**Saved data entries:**
##########
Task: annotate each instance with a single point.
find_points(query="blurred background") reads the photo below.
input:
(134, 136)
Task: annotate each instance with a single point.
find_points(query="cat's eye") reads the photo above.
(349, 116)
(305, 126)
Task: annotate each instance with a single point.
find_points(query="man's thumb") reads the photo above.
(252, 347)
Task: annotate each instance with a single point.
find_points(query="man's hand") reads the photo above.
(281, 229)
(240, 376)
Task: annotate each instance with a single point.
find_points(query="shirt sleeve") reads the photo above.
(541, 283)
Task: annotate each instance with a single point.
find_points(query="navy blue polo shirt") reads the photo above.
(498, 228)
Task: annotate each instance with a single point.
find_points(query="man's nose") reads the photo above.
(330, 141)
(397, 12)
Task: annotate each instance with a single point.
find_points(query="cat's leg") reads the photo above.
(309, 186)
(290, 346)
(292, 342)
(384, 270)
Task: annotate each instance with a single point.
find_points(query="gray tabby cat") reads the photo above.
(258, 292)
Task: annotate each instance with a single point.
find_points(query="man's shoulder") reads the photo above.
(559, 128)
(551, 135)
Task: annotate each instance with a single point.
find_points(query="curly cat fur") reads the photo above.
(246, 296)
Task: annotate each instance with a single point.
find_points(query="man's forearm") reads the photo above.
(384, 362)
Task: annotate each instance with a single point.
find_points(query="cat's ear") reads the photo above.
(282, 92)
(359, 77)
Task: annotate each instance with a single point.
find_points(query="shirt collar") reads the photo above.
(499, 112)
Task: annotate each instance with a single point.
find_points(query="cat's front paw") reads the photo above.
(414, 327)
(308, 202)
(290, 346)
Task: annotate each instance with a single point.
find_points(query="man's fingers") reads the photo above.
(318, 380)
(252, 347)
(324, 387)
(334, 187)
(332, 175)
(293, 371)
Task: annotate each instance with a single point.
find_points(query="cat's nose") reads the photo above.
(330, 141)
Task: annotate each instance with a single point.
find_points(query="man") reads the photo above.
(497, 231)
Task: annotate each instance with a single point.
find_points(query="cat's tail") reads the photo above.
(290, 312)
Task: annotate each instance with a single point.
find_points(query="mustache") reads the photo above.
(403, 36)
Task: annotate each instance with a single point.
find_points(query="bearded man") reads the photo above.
##########
**WHAT IS EXPECTED:** Give back all the records above exactly. Keep every word.

**RESULT FOR THIS EXERCISE:**
Task: annotate each instance with a single point.
find_points(query="blurred background") reads the photo below.
input:
(134, 136)
Task: annotate each instance with a single point.
find_points(query="cat's eye") reads the photo above.
(349, 116)
(305, 126)
Task: annotate each instance with a single point.
find_points(query="man's thumb") reads the photo above.
(252, 347)
Task: annotate each instance with a single point.
find_points(query="man's hand") reads the photo above.
(281, 229)
(240, 376)
Task: annotate each instance with a single point.
find_points(query="shirt sleeve") reads the photo above.
(541, 283)
Task: annotate each instance with a single point.
find_points(query="navy blue polo shirt") reads the photo above.
(498, 228)
Task: annotate each instance with a single point.
find_points(query="man's nose") reads the photo above.
(330, 141)
(397, 12)
Task: annotate each instance with a single point.
find_points(query="cat's leg") reads the photo above.
(309, 186)
(290, 346)
(292, 342)
(384, 270)
Task: annotate each instance with a single point.
find_points(query="gray tabby cat") reads the photo above.
(258, 292)
Task: annotate each instance with a single point.
find_points(query="man's shoulder") reads the photo above.
(559, 128)
(551, 135)
Task: annotate each instance with a single point.
find_points(query="curly cat fur") reads the photo above.
(246, 296)
Task: annotate each instance with a single point.
find_points(query="man's forearm") reads the photo above.
(384, 362)
Task: annotate each instance with a single point.
find_points(query="cat's ear") reads the photo above.
(282, 92)
(359, 77)
Task: annotate each instance with a single point.
find_points(query="shirt collar") reads the photo above.
(499, 112)
Task: annotate each instance with a single point.
find_points(query="cat's front paw") reads the photo above.
(414, 327)
(308, 202)
(290, 346)
Task: annotate each instance with a single point.
find_points(query="man's fingers") reads the photo above.
(318, 380)
(252, 347)
(324, 387)
(334, 187)
(332, 175)
(293, 371)
Task: annotate each instance with a single point.
find_points(query="cat's nose") reads the photo above.
(330, 141)
Task: annotate each instance with a single point.
find_points(query="man") reads the photo above.
(497, 231)
Task: annotate each instance with a single point.
find_points(query="cat's tail") reads the photo above.
(290, 312)
Task: annotate each instance with a single point.
find_points(query="mustache") reads the photo above.
(403, 36)
Task: annotate each instance with a single point.
find_points(query="bearded man") reads the photo above.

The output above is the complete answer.